> [SOURCE EXTRACT]

Following the surprising December 26 post by Josh, I've been watching this forum on and off for over a month.  Many have expressed disappointment and others encouragement.  It's all understandable and reasonable.  Yes, the site needs an update.  It became a bit stale. Kevin's slavish devotion to Sony became tiring.  Yes, there is no doubt that we will miss Chris and wish him only the best.  He was critical to the success and growth of this site. 

IMO Josh's first post was grossly disappointing.  It lacked grace in the extreme.  It said this transition was nasty.  Kevin and Chris's subsequent posts also sounded as if they were required by whatever agreements that were signed.  While I didn't think Kevin did enough to move the site forward, there was no doubt that his enthusiasm was genuine and following a legend was far from easy.  His Masters series was terrific. I still think back on his Charles Cramer series on a regular basis.   Josh, we don't know the back story and may not be entitled to know, but you didn't make a great first impression.

> [WHAT TO DO]
a. Rewrite the stretch of the forum post from "IMO Josh's first" through "great first impression.", substituting "Charles Cramer articles" for "Charles Cramer series".
b. According to the forum post, on what date did Josh make his surprising post?
The lines that come next have no connection to the forum post.

> [EXTRACTED MATERIAL]
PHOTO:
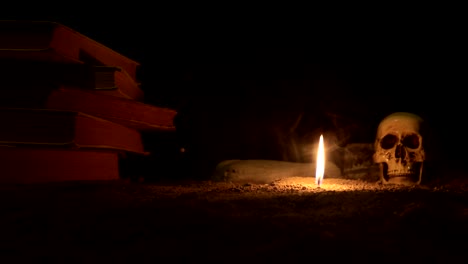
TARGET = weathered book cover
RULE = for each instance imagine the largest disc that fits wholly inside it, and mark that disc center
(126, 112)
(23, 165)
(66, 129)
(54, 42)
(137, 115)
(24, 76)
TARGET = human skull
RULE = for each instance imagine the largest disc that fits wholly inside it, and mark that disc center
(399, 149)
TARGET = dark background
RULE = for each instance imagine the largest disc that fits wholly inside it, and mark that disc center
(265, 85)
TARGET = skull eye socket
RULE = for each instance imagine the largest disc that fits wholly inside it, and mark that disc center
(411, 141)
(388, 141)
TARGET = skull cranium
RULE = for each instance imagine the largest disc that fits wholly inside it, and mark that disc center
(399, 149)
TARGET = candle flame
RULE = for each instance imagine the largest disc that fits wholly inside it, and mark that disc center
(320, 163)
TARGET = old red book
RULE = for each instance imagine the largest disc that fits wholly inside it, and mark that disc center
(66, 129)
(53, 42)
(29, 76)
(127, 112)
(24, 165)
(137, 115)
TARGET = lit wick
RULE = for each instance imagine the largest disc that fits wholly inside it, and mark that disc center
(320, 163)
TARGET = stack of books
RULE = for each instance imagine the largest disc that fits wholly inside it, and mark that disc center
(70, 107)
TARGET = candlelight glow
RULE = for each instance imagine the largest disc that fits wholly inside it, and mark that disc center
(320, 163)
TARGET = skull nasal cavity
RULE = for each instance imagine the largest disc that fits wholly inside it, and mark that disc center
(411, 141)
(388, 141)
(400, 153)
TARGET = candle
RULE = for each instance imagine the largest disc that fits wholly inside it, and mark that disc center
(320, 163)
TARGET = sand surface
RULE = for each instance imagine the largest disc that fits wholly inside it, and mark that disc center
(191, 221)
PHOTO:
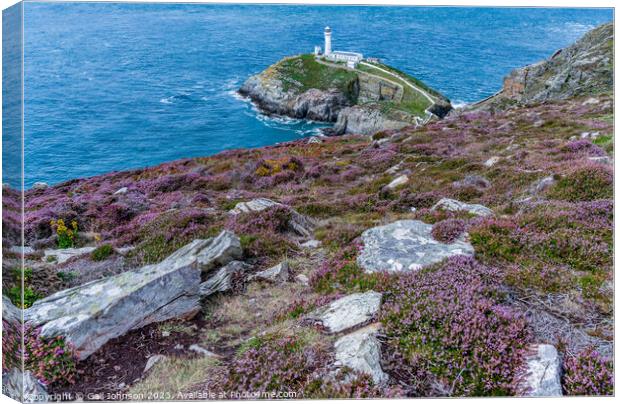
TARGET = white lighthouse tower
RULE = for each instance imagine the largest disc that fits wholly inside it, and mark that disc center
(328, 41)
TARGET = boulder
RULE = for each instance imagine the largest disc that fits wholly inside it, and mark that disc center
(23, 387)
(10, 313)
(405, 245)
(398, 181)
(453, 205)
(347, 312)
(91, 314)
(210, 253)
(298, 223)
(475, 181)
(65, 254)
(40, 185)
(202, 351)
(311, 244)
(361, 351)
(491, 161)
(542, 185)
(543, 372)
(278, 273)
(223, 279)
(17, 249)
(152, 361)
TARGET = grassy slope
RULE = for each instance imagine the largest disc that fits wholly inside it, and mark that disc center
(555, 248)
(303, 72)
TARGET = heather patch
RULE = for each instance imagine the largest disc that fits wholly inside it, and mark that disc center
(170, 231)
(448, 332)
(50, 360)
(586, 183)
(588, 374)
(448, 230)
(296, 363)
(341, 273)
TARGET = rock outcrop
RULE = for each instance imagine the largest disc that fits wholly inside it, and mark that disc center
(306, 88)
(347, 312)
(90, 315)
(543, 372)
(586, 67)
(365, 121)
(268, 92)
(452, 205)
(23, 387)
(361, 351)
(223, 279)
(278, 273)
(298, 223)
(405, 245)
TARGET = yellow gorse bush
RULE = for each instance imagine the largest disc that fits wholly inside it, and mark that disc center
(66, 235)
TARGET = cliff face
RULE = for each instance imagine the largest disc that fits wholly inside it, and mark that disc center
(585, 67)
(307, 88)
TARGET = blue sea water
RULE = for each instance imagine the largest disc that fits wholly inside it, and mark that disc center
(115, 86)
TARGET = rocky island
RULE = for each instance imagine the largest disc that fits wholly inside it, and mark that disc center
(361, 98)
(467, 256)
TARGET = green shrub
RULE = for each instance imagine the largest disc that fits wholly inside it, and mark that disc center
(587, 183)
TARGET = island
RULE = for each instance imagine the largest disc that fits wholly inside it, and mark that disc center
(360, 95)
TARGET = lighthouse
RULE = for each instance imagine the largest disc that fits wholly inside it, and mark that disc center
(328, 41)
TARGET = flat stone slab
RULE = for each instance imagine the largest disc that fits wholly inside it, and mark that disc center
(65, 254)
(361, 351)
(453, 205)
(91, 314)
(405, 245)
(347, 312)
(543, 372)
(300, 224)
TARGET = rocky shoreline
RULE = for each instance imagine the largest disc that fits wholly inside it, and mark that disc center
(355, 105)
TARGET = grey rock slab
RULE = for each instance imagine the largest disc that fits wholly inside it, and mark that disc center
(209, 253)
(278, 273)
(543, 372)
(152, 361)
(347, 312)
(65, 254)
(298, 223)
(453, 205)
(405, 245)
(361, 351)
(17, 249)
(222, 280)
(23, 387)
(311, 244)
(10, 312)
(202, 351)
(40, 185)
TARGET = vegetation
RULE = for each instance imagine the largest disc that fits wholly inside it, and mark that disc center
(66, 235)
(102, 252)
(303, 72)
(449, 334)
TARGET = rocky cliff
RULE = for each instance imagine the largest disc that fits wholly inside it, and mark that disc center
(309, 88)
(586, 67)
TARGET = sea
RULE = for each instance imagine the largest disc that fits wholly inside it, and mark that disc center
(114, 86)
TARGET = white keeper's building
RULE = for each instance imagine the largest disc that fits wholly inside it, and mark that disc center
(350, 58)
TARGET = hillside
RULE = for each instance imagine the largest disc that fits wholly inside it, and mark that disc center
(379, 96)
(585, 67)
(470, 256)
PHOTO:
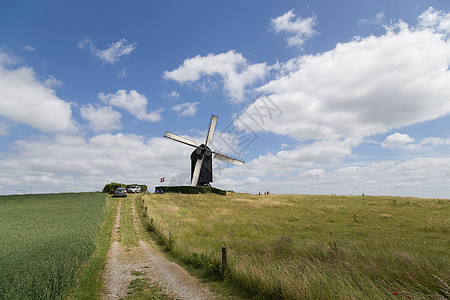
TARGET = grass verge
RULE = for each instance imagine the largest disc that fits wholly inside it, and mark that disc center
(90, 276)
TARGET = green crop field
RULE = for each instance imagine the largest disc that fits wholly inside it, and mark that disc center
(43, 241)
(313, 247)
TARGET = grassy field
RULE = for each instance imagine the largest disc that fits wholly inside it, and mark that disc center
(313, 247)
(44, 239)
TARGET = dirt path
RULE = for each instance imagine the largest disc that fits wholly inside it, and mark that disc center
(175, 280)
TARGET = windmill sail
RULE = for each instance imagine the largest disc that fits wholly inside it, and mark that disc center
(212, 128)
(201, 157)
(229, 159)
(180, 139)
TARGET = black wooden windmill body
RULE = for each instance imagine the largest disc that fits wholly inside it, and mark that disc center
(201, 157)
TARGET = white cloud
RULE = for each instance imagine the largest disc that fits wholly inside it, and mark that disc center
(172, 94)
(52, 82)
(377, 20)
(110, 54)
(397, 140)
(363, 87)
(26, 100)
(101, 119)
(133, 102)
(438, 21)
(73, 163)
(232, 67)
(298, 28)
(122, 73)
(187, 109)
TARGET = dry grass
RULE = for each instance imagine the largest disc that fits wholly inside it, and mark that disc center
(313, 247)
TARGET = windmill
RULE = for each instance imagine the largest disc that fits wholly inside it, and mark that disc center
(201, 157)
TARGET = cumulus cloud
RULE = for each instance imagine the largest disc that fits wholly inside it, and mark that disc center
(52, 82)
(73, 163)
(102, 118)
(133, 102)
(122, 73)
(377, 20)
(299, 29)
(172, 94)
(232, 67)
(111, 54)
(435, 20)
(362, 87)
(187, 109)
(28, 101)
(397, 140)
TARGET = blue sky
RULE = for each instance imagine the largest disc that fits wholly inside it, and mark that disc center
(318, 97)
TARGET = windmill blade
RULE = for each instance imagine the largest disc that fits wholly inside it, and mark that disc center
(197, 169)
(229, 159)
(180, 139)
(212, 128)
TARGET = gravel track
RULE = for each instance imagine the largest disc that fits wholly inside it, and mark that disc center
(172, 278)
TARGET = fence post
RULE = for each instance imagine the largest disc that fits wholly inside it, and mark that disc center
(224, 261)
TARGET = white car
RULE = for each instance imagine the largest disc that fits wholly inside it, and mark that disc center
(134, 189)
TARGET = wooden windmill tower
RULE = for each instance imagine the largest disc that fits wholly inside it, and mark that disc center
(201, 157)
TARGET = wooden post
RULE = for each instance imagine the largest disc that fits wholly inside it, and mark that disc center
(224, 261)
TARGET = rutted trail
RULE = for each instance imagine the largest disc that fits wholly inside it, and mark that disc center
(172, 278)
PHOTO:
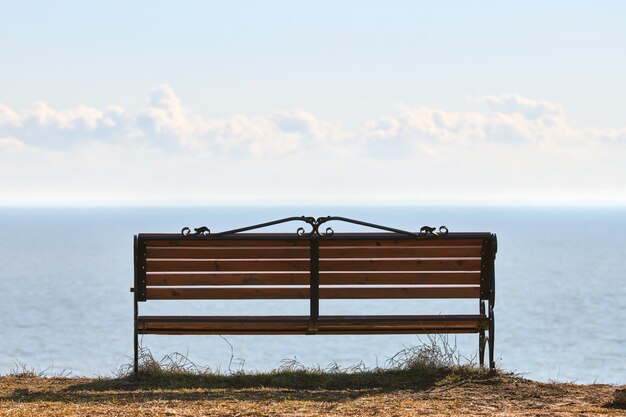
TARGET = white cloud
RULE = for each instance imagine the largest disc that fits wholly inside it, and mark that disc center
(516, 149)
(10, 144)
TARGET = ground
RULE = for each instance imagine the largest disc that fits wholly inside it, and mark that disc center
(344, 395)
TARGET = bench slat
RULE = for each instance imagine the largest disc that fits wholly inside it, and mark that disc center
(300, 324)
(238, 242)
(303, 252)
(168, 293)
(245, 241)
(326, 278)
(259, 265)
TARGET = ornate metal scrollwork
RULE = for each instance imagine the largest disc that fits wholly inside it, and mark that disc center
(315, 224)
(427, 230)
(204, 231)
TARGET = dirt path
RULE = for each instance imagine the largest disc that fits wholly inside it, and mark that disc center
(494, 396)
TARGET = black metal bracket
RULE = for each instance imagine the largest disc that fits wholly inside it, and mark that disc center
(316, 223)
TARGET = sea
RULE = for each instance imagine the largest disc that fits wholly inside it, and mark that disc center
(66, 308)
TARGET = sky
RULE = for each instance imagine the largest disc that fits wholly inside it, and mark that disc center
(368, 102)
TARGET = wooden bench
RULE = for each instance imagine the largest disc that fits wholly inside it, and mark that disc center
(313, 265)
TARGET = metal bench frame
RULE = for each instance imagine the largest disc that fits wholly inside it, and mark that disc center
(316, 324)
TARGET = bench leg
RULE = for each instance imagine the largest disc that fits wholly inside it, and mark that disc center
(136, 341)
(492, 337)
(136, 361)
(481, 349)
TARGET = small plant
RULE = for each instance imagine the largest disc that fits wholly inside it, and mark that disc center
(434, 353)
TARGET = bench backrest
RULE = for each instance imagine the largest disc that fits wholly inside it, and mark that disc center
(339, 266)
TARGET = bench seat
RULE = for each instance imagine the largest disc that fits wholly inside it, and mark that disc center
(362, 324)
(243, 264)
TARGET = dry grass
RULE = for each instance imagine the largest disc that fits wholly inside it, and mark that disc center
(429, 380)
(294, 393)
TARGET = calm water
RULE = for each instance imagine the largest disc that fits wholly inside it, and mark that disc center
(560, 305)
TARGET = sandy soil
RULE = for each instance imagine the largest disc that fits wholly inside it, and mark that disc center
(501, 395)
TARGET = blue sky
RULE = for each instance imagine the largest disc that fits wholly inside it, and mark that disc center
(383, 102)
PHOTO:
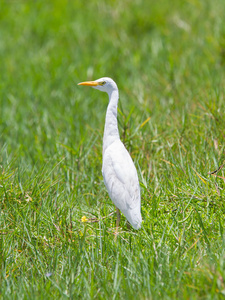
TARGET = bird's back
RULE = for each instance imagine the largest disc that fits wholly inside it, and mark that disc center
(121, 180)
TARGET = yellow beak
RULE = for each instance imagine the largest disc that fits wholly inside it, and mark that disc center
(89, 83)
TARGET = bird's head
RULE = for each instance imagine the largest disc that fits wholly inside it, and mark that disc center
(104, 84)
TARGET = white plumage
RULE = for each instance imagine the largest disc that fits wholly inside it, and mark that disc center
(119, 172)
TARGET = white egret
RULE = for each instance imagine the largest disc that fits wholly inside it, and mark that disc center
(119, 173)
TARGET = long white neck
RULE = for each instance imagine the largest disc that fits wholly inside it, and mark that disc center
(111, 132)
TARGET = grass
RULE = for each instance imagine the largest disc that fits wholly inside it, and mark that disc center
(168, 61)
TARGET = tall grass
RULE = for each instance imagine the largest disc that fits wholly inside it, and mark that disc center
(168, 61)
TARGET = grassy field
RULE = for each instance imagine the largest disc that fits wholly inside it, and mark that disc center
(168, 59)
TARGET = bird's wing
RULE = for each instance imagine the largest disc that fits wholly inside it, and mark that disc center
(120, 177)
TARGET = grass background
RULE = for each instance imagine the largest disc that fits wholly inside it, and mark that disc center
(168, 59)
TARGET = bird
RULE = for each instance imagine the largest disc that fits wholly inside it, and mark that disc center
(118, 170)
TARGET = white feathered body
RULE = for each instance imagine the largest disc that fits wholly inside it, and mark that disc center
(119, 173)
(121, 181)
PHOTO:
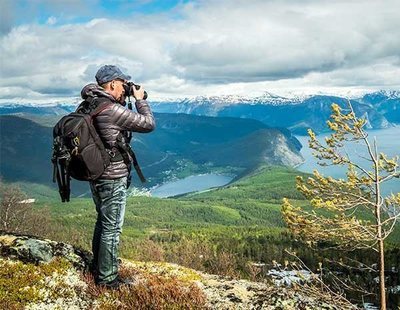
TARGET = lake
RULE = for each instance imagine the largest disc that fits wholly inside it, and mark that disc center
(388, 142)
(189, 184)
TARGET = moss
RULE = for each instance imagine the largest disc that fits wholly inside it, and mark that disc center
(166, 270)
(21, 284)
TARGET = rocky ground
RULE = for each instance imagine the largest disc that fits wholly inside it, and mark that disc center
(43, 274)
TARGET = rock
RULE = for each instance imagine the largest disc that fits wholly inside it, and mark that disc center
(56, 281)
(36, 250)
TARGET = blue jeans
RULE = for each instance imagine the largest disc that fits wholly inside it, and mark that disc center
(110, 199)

> [WORKED ANSWERS]
a.
IMO Josh's first post was grossly disappointing.  It lacked grace in the extreme.  It said this transition was nasty.  Kevin and Chris's subsequent posts also sounded as if they were required by whatever agreements that were signed.  While I didn't think Kevin did enough to move the site forward, there was no doubt that his enthusiasm was genuine and following a legend was far from easy.  His Masters series was terrific. I still think back on his Charles Cramer articles on a regular basis.   Josh, we don't know the back story and may not be entitled to know, but you didn't make a great first impression.

b. December 26